Document segment:
::::::::

Thank you. The floor is now open for questions [Operator Instructions]. Our first question is coming from Nick Brown of Zazove Associates. Please proceed with your question.
Thanks for taking my questions. Question about your disclosures about potential acquisitions, and in your first quarter earnings release which was after both UPL and Energy XXI filed for bankruptcy, you indicated you were still looking to make acquisitions. And now you’re saying until as bankruptcies get resolved, you’re not looking for acquisitions. So, is there an increasing concern that they might look to reject your leases, or that those lease payment -- I guess why the change now?
Well, I think if we’ve been aware of the time delay associated with both bankruptcies at the time of our prior filings, we might have taken a different approach to our disclosure. And that’s the disclosure we’ve had towards several quarters previously. And frankly we do have a pipeline of opportunities. What we’re trying to manage is with the extended time period of at least one of the bankruptcies and the materiality of those bankruptcies to our financial statements and whether it's prudent to have leverage or not during a period of uncertainty. So what we’re trying to caution investors to is simply the fact that we recognize it maybe the more prudent course today to indicate that we won’t be doing any financings until such time as we have clarity. And that’s not that far away. I mean, the extension request that Ultra filed, and Energy XXI also filed one, just gets near to the end of 2016 and at that point we’ll have clarity. So, I don’t think it's that big of a gap in terms of being out of the market.
And then related not so much on the topic of acquisitions, but I guess do you think that give that they still do have in Ultra’s case they still do have the option of rejecting your leases? Are you increasingly concerned that they might do that, because I know in both cases you issued the press releases right after the file for bankruptcy suggesting that there wasn’t much of a chance of that?
Both bankruptcy files occurred in April, just prior to our last release. We did indicate what we knew at the time. And we’ve not changed our view as to the critical nature of our assets to either of these parties. However, during the time these companies are reorganizing, we’re just not privative very much information. So, reporting only what is public seems the most prudent course to us. But we’re not indicating a change in our view as to the critical nature of our assets. What we have done is take trips to CR assets. We believe they continue to be maintained in good working order. And when there is something further disclosable, we’re promptly report it.
[Operator Instructions] Our next question is coming from Selman Akyol of Stifel. Please proceed with your questions.
Couple of quick ones. So just following up on the prior line of questioning, you said probably out of the acquisition market until the end of 2016. So, I guess question related specifically what are you looking for out of UPL between now and then that would allow you to start booking at the acquisition market again?

::::::::

Stored rows:
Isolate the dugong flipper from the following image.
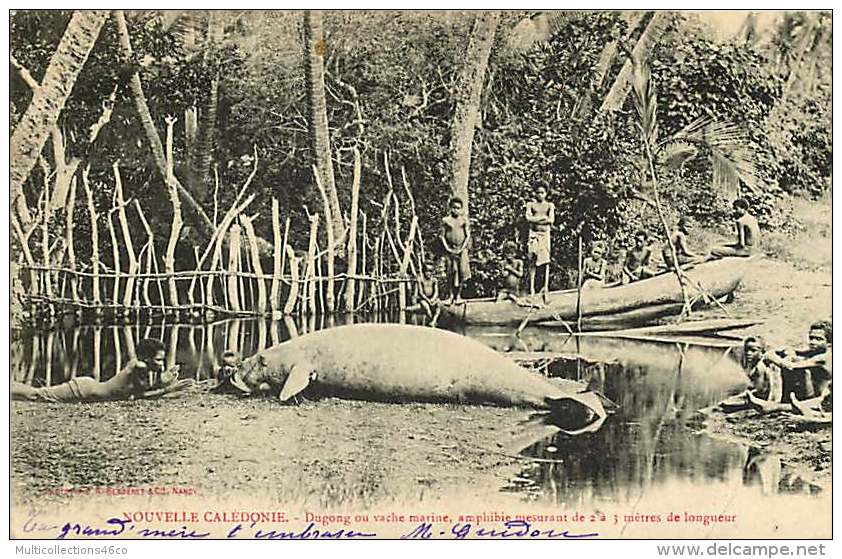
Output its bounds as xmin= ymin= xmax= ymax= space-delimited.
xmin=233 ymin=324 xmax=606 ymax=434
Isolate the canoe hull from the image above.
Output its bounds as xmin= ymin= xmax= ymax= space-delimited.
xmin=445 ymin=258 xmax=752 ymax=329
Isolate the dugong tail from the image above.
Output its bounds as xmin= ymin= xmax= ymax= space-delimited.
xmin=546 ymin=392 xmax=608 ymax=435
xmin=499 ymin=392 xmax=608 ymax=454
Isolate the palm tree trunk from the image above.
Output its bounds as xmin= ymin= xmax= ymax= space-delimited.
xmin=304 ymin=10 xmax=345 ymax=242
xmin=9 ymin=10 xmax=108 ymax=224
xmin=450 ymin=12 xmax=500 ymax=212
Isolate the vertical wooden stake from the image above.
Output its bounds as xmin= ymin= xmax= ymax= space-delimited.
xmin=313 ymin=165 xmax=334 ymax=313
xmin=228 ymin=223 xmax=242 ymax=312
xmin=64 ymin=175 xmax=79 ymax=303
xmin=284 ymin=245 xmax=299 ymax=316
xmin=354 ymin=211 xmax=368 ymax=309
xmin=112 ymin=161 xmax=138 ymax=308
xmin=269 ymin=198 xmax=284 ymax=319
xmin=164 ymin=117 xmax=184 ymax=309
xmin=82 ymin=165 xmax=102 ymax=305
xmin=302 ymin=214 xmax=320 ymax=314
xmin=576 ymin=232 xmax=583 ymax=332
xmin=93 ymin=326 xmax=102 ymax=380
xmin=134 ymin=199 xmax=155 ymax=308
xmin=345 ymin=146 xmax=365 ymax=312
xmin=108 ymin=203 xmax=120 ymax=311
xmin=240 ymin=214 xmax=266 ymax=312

::::::::

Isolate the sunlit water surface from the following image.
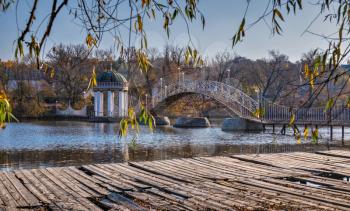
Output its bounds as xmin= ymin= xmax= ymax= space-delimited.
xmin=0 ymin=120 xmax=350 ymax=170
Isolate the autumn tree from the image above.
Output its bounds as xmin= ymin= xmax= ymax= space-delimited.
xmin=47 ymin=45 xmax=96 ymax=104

::::::::

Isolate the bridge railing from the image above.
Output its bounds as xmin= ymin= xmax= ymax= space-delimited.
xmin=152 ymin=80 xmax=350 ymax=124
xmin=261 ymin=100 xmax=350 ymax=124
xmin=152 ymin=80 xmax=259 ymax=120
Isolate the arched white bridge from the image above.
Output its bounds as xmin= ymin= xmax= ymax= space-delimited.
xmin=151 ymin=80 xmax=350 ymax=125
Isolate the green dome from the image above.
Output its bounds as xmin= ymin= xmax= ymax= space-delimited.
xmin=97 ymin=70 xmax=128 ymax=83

::::::::

Stated goal:
Repeat the passage of the earnings call transcript between "Both bankruptcy files" and "with your questions.", inclusive, word for word.

The answer:
Both bankruptcy files occurred in April, just prior to our last release. We did indicate what we knew at the time. And we’ve not changed our view as to the critical nature of our assets to either of these parties. However, during the time these companies are reorganizing, we’re just not privative very much information. So, reporting only what is public seems the most prudent course to us. But we’re not indicating a change in our view as to the critical nature of our assets. What we have done is take trips to CR assets. We believe they continue to be maintained in good working order. And when there is something further disclosable, we’re promptly report it.
[Operator Instructions] Our next question is coming from Selman Akyol of Stifel. Please proceed with your questions.